Kutipan Sumber:
■ ■ ■ ■
Identitas sebuah bangsa dirumuskan, dan harus terus-menerus dirumuskan
ulang dalam pergulatan. Ia bukan jatuh dari langit (gifted). Di sanalah, aktivitas intelektual (dan kerohanian) maneges, terus-menerus dilakukan.
Pilihan tajuk kegiatan
“Maneges Gunung--Temu Komunitas Lima Gunung”—sepenuhnya
rumusan Ki Jowongso Sumimpen, nama sepuh Sutanto Mendut (Presiden Lima Gunung),
dan kawan-kawannya untuk kegiatan yang akan meliputi pergelaran kesenian,
diskusi kebudayaan, dan pameran yang berlangsung 17-23 Desember 2013 di Bentara
Budaya Jakarta.
Komunitas Lima Gunung adalah komunitas warga desa
penggiat kesenian dan kebudayaan di sekitar Kabupaten Magelang, Jawa Tengah
yaitu kawasan Gunung Merapi (diketuai Sitras Anjilin), Merbabu (ada dua
komunitas diketuai masing-masing Riyadi, dan Sujono), Andong (diketuai Supadi
Haryanto), yang sejak dua tahun lalu
sekaligus sebagai Koordinator Komunitas Lima Gunung), Gunung Sumbing (ketuanya
Ipang), dan Pegunungan Menoreh (ketua Ki Jowongso Sumimpen alias Tanto Mendut
merangkap Presiden Lima Gunung).
■ ■ ■ ■
Soal Latihan 1:
Salin ulang bagian kutipan sumber yang dimulai pada kata-kata "Identitas sebuah bangsa" dan berhenti setelah "maneges, terus-menerus dilakukan.", dengan mengganti "pergulatan" menjadi "perjuangan".
Soal Latihan 2:
Menurut kutipan sumber, mengapa aktivitas intelektual dan kerohanian maneges terus-menerus dilakukan? Jawab dalam satu sampai tiga kalimat.

[Entri Tersimpan]
■ ■ ■ ■
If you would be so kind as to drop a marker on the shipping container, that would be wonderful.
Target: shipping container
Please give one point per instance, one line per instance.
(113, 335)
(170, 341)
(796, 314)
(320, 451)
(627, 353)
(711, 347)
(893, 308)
■ ■ ■ ■
Jawaban Tertulis 1:
Identitas sebuah bangsa dirumuskan, dan harus terus-menerus dirumuskan
ulang dalam perjuangan. Ia bukan jatuh dari langit (gifted). Di sanalah, aktivitas intelektual (dan kerohanian) maneges, terus-menerus dilakukan.

Jawaban Tertulis 2:
Identitas sebuah bangsa tidak jatuh dari langit. Identitas itu dirumuskan dan harus terus-menerus dirumuskan ulang dalam pergulatan. Di dalam pergulatan itulah maneges terus-menerus dilakukan.